▶ Work required
Rewrite the listing below as a two-column CSV headed request and answer, with one row for every request in it. Put each request's text and its answer in their own quoted fields, turning line breaks into spaces.

Shape annotation listing

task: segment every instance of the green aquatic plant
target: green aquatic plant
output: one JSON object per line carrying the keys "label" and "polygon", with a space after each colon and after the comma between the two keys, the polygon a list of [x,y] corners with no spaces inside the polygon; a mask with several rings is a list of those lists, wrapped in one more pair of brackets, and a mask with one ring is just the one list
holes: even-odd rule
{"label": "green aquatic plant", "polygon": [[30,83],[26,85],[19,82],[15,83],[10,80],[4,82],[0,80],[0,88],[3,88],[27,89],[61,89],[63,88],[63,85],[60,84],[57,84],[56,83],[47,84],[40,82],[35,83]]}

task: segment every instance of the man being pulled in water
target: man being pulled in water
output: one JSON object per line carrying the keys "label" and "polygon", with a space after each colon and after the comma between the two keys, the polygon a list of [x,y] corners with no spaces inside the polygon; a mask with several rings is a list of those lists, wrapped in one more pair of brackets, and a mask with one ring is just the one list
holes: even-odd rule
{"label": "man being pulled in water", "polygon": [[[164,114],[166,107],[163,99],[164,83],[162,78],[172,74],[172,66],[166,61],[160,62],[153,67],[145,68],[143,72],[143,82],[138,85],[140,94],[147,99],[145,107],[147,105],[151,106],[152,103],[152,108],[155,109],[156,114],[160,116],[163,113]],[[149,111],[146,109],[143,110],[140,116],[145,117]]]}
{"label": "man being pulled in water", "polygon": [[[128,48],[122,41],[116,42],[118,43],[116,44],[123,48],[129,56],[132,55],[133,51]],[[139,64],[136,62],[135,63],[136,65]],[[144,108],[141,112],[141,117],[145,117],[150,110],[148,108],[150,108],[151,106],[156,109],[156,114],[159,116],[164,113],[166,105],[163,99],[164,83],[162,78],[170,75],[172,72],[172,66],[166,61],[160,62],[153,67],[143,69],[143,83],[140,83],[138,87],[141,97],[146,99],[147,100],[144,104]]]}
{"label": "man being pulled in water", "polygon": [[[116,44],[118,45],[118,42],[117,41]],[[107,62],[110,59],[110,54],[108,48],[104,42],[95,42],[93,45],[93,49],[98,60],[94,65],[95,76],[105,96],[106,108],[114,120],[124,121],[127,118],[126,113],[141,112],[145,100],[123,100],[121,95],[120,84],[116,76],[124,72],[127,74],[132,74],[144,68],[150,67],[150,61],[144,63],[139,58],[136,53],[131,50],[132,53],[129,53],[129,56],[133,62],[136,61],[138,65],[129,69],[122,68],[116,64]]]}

▶ Completed task
request,answer
"task: segment every instance of the green aquatic plant target: green aquatic plant output: one JSON object per line carrying the keys ""label"" and ""polygon"", with a space after each colon and after the comma between the two keys, the polygon a list of [x,y] corners with no spaces inside the polygon; a mask with several rings is a list of those lists, wrapped in one more pair of brackets, and a mask with one ring is just the one list holes: even-odd rule","{""label"": ""green aquatic plant"", ""polygon"": [[30,83],[26,85],[19,82],[15,83],[10,80],[4,82],[0,80],[0,88],[3,88],[27,89],[61,89],[63,88],[63,85],[60,84],[57,84],[56,83],[47,84],[40,82],[35,83]]}"
"task: segment every instance of the man being pulled in water target: man being pulled in water output: one JSON object per line carrying the keys ""label"" and ""polygon"", with a space after each colon and after the comma between the two keys, the polygon a list of [x,y] corners with no spaces inside the polygon; a mask with several rings is a list of those lists, wrapped in one more pair of brackets, and a mask with one ring is just the one list holes: even-odd rule","{""label"": ""man being pulled in water"", ""polygon"": [[[164,114],[166,107],[163,99],[164,83],[162,78],[172,74],[172,66],[166,61],[160,62],[153,67],[145,68],[143,72],[143,82],[138,85],[140,94],[147,99],[145,107],[147,105],[151,106],[152,103],[152,108],[155,109],[156,114],[160,116],[163,113]],[[149,111],[146,109],[143,110],[140,116],[145,117]]]} {""label"": ""man being pulled in water"", ""polygon"": [[[128,48],[122,41],[116,42],[118,43],[116,44],[123,48],[129,56],[132,55],[133,51]],[[139,64],[136,62],[135,63],[136,65]],[[144,108],[141,112],[141,117],[145,117],[150,110],[148,108],[150,108],[151,106],[156,109],[156,114],[159,116],[164,113],[166,105],[163,99],[164,83],[162,78],[170,75],[172,72],[172,66],[166,61],[160,62],[153,67],[143,69],[143,83],[140,83],[138,87],[141,97],[146,99],[147,100],[144,104]]]} {""label"": ""man being pulled in water"", ""polygon"": [[[116,44],[118,45],[118,42],[117,41]],[[107,62],[110,59],[110,54],[108,48],[104,42],[95,42],[93,45],[93,49],[98,60],[94,65],[95,76],[105,96],[106,108],[114,120],[124,121],[127,118],[126,113],[141,112],[145,100],[123,100],[121,95],[120,84],[116,76],[124,72],[127,74],[132,74],[144,68],[150,67],[150,61],[144,63],[139,58],[136,53],[131,50],[132,53],[129,53],[129,56],[133,62],[136,61],[138,65],[129,69],[122,68],[116,64]]]}"